### Text extract
****************************************

The internet has added a new, powerful, and rapidly changing technology to media and communication. Unlike the broadcast media, the internet also has pronounced interactive features because it allows people to communicate with each other. Innovations such as FaceBook and MySpace combine images, text, and messaging to create new possibilities for social interaction. Websites such as YouTube combine broadcast media with the self-directed properties of the internet. SMS texting has revolutionised the social lives of many people. All these media allow people to sustain relationships across time nd space in ways that have never before been possible. Some are concerned however, that over-reliance on such forms of communication reduces the importance of face-to-face social experience. Others argue that such media present new ways of defining our identities and establishing new kinds of social interaction (Castells, 2000). Since its introduction on a public scale in the 1990s, the internet has been associated with many changes in social experience. Many aspects of social life such as education, work, commerce and even personal relationships have changed through the internet.
However, researchers have found that, at least in the early years, access to the internet is shaped according to gender, class, ethnicity and education. During the 1990s the typical information technology user was a white, male, professional with a background in IT. This bias in internet access was named the ‘digital divide’ to point out the implied social inequalities. It was said that the internet was managed and exploited by one group at the expense of others (Mosco, 2004) but today the digital divide no longer exist to an extend it once did simply because of the growing number of internet users worldwide.
In terms of sociological aspects cyberculture and social networking media. The term cyberculture is useful because it provides the basis for simultaneously addressing the new media technologies and their social effects. As such, cyberculture draws attention to several aspects of the society-technology link: the effects of new media technologies themselves, for example, email or SMS texting; the merging of the social and technological, for example, cybercultures are reliant on new media technologies but they are also understood as social practices and the assumptions, habits, rules and etiquette related to the use of these technologies.
For example, SMS texting relies on conventions of communication that have been invented by texters. All of which illustrate, the rising of new social groups. In order to determine the role of media in globalisation, it is important to look at cultural industries, the public sphere, and monopolisation. In terms of cultural industries it is essential to examine the work of Adorno. He believed that popular culture was not simply for entertainment and that the growth in popularity of mass media such as radio and television was related to processes of social exploitation and provided methods for the control of large populations.

****************************************

### Extracted records
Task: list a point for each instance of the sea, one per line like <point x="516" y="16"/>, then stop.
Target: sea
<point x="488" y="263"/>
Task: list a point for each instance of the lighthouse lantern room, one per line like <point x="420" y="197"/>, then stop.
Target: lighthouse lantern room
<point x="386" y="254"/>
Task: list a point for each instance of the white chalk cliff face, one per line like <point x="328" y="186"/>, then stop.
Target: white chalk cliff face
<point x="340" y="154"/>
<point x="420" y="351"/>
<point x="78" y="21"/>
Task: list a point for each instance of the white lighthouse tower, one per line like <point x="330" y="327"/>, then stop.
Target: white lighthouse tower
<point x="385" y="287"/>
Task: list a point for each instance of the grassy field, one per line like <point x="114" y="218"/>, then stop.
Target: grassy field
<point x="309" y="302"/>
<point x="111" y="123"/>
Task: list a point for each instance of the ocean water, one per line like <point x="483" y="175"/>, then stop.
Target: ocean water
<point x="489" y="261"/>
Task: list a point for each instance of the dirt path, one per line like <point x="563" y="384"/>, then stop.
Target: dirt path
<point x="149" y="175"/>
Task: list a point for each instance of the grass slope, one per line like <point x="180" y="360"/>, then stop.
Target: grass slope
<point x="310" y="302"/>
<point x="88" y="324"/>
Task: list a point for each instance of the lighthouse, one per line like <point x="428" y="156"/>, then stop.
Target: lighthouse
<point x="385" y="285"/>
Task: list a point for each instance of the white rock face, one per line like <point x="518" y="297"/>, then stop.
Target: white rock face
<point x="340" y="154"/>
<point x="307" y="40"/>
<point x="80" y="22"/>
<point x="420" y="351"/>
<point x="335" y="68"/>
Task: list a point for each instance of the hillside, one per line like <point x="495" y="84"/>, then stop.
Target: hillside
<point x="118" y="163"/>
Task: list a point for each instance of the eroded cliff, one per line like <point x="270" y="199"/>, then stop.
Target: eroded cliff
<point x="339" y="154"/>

****************************************

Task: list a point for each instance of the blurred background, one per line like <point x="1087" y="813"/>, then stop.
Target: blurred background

****************************************

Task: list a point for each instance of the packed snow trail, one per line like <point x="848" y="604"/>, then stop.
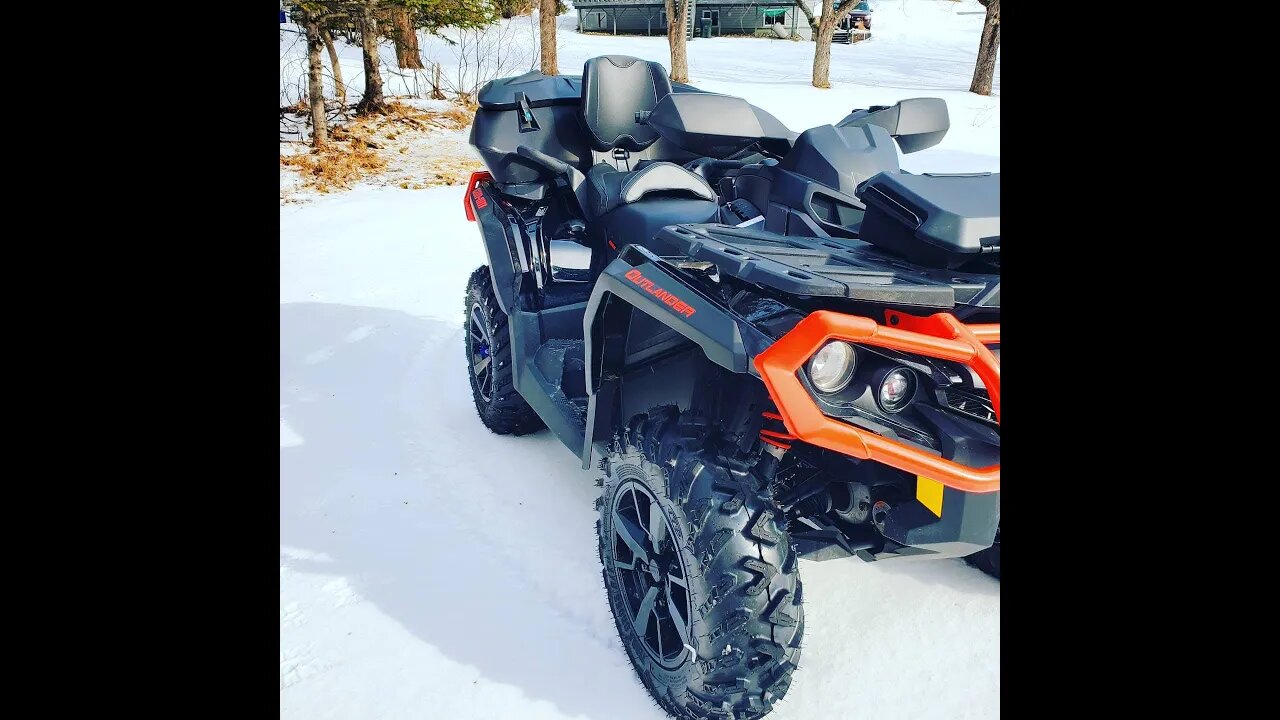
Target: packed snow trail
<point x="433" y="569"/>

****************************************

### Exercise goal
Please pick up the passage on the internet, media and society after its final sentence and carry it forward in the same style.

### Exercise result
In particular, Adorno believed that culture such as fine art, music and especially the popular mass media had become incorporated into capitalism. The modes, values and effects of mass production have therefore invaded culture. (Van Kreiken et al, 2006). Adorno and his followers argued that the culture industry adopts the methods of industry in general. As such, the methods applied to producing culture for popular consumption have the effect of reducing its cost and distributing it to many people. But such modes of production reduce its aesthetic value, with consequences for the quality of culture in general.
The culture industry necessarily standardises, stereotypes, schematises culture to make it available to as many people as possible in an efficient manner. Mass consumption of such cultural products becomes an empty exercise of acquisition and accumulation. Adorno also believed that the culture industry had psychological dimensions concerning alienation. Industrial societies, and some would argue hyper-mediated societies such as ours, are alienating. Because of the focus on individual achievement in terms of financial success and other material symbols of social power, the relationships between individuals are hampered and destroyed.
Individuals therefore become alienated from each other and ultimately from themselves. The cultural products of the mass media become a focus for us because they help us compensate for such alienation. The other psychological dimension of the culture industry is narcissism. Narcissism is a term derived from psychoanalysis that refers to a flaw in ego development where the individual falls in love with themselves at the expense of forming healthy relationships with others. Narcissistic people use other people to satisfy their own emotional needs.
According to Adorno, such individuals put their own needs ahead of those of others. Mass media products cater to narcissism because they address the individual and satisfy their emotional needs to feel special and the centre of the world. Mass culture reflects and caters to the narcissism in all of us because it provides the basis for the immediate gratification of our selfish impulses and desires. A central theme of Adorno’s thesis is that the culture industry is the main method for the circulation of ideology, or beliefs about individuals and society that actually serve the interests of those in power.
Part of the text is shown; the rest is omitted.